What this task involves: Render the lines of the items as a numbered list, leaving out any blank lines, starting at the first line and running through the line with "box: [407, 14, 1552, 1512]".

[Saved entries]
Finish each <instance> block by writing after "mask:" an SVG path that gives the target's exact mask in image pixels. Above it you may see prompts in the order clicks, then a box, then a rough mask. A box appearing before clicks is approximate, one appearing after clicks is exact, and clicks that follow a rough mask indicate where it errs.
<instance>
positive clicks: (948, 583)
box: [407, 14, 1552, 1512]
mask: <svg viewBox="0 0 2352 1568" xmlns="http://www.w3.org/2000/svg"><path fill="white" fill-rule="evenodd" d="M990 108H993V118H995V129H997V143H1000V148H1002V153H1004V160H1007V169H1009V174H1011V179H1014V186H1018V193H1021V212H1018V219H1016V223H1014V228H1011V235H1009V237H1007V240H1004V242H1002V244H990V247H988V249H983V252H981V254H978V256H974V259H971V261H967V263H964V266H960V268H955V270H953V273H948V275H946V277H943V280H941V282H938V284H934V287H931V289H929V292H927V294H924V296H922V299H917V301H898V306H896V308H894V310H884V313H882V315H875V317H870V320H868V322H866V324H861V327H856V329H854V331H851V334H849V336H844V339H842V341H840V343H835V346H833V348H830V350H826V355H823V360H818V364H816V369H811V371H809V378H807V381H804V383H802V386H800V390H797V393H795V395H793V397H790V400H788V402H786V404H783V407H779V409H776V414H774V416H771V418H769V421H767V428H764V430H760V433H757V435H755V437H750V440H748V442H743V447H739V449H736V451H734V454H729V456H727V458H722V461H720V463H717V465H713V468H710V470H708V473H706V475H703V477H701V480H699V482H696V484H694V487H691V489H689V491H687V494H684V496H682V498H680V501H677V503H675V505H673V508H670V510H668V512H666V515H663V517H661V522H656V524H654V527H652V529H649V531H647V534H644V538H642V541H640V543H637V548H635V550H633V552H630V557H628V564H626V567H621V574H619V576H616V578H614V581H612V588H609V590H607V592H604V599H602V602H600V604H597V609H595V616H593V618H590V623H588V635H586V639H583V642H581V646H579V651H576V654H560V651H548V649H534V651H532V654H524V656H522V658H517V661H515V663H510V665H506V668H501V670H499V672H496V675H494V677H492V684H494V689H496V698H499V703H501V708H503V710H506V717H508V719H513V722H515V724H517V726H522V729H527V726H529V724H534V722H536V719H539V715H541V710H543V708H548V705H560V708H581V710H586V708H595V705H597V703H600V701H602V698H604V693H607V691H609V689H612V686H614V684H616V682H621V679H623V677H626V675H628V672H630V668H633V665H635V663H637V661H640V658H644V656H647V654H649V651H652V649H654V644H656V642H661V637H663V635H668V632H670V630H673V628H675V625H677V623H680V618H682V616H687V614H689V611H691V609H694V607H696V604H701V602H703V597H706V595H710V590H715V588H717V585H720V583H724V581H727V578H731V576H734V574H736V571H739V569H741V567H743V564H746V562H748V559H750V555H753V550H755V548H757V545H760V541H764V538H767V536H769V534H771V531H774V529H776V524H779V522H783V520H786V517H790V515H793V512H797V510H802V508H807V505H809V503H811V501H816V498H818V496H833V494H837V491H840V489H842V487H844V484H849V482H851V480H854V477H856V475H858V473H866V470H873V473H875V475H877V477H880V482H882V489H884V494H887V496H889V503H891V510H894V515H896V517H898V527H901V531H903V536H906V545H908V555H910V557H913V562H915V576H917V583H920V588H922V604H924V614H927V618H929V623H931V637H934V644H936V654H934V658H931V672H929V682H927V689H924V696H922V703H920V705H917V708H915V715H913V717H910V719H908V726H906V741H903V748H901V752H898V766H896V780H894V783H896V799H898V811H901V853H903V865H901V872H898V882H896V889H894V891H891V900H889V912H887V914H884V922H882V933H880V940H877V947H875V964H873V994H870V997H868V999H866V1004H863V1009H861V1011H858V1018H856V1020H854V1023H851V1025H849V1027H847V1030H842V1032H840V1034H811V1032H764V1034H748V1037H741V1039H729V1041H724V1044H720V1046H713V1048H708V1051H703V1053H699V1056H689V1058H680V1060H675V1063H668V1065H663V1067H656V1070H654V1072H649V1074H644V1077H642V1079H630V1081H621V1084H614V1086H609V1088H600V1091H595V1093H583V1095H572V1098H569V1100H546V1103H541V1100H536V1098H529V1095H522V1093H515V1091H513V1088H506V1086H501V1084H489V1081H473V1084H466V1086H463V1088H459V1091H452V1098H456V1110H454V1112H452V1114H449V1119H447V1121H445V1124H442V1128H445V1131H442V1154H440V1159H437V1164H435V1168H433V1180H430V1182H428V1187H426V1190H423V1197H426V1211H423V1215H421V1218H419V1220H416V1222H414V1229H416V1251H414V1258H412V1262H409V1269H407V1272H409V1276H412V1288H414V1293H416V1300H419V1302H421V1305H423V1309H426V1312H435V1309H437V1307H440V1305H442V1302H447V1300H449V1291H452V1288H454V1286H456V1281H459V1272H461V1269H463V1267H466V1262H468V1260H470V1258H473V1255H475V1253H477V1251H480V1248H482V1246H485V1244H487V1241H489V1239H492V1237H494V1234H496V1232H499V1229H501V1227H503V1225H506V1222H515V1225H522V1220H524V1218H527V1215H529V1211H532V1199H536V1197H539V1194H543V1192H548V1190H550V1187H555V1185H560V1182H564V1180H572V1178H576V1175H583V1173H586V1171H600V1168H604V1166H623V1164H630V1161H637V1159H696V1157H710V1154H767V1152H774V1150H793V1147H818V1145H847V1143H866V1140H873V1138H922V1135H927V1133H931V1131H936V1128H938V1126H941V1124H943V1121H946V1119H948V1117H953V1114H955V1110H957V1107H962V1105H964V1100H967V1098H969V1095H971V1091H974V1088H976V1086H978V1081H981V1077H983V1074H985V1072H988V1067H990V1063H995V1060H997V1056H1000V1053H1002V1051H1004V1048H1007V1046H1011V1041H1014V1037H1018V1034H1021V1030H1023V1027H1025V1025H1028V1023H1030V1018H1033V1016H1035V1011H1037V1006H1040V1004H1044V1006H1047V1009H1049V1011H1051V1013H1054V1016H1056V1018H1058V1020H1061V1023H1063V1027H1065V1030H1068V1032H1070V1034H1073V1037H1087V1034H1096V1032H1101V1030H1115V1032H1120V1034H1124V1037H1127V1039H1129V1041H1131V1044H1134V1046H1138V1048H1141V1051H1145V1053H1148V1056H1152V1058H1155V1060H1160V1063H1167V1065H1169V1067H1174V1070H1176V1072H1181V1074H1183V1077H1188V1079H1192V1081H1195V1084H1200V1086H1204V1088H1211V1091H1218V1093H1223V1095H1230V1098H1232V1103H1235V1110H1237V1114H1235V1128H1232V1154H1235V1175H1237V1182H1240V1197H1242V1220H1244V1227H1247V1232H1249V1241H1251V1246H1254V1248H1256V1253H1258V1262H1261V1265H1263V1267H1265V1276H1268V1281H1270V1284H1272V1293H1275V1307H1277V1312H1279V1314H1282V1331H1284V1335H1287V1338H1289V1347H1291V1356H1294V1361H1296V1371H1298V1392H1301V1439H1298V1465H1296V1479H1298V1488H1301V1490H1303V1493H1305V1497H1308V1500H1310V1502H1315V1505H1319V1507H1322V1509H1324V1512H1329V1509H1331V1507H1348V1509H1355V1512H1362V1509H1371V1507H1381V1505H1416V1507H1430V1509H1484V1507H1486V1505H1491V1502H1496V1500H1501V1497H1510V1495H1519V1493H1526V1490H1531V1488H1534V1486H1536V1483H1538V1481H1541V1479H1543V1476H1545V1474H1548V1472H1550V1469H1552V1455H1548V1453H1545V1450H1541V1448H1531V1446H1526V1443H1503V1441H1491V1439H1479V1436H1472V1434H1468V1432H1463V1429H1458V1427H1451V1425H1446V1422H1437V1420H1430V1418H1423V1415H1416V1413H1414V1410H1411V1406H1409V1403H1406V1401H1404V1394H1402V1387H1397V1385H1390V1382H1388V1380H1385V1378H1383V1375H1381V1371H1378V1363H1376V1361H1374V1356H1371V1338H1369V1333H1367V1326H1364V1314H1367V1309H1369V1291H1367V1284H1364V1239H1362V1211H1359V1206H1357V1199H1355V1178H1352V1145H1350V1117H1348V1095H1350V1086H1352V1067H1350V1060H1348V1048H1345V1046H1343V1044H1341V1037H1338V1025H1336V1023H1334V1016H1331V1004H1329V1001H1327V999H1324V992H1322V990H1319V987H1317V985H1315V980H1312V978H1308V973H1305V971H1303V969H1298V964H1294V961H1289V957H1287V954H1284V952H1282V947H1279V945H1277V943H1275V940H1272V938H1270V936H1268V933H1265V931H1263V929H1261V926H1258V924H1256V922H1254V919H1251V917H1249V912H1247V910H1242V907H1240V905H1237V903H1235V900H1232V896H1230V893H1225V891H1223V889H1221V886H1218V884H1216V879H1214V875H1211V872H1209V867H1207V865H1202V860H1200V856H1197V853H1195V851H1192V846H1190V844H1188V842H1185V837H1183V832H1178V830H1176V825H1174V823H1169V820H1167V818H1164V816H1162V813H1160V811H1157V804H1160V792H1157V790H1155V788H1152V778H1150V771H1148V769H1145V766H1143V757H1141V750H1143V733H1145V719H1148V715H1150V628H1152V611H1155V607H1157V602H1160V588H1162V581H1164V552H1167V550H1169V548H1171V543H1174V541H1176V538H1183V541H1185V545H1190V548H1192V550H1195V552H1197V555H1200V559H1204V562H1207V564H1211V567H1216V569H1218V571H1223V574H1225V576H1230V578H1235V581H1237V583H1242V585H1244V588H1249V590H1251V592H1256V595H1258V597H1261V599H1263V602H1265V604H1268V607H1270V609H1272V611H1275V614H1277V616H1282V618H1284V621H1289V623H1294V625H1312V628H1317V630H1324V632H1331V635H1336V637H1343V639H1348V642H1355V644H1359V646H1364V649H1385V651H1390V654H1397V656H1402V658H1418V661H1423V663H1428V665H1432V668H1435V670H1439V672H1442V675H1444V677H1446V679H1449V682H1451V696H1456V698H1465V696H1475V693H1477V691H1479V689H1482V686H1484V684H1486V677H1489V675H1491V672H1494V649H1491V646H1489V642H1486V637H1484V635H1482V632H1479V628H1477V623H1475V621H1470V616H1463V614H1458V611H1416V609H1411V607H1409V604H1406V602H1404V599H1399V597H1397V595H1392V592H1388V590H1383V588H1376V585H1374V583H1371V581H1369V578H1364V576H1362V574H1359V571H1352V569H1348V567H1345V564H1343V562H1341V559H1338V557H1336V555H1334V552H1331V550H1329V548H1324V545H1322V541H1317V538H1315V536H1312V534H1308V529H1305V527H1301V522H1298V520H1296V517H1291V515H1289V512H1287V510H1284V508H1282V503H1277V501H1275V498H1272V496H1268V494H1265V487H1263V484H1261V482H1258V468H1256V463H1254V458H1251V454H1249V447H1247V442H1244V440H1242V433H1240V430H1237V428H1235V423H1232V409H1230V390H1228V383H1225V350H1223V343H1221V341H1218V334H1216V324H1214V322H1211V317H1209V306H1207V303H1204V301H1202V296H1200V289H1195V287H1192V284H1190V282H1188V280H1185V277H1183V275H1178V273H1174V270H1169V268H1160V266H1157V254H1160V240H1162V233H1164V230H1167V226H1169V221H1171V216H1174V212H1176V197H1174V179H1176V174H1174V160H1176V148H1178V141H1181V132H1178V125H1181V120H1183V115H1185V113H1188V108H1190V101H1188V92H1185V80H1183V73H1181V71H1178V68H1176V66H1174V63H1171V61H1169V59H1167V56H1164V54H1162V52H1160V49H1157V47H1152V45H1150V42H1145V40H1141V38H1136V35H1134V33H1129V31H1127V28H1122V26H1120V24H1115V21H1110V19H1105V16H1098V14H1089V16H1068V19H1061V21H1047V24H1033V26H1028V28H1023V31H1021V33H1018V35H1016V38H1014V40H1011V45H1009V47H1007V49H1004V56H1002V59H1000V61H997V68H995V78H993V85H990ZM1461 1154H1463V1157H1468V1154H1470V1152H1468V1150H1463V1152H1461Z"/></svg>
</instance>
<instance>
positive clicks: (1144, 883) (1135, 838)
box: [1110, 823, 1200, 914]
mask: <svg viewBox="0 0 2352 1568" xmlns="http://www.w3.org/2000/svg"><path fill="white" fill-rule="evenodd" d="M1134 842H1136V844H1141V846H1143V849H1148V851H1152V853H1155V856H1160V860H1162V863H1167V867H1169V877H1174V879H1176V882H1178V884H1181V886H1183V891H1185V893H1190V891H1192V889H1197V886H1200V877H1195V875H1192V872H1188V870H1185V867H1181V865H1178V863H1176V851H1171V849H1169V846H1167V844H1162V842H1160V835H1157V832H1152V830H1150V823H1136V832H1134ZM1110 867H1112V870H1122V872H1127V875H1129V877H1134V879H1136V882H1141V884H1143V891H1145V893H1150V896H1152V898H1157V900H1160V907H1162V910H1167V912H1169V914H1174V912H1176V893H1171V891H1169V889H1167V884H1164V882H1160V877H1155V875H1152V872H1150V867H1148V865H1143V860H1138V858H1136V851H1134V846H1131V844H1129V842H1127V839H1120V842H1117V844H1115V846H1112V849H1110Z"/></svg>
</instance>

Task result:
1. Finish each <instance> block by writing after "mask:" an SVG path that gives the target's exact mask in image pixels. Above it you may see prompts in the order clicks, then a box, then a rough mask. A box appearing before clicks is approximate, one appearing after clicks is exact, and clicks that follow a rough mask indicate where it errs.
2. <instance>
3. positive clicks: (948, 583)
4. box: [407, 14, 1552, 1512]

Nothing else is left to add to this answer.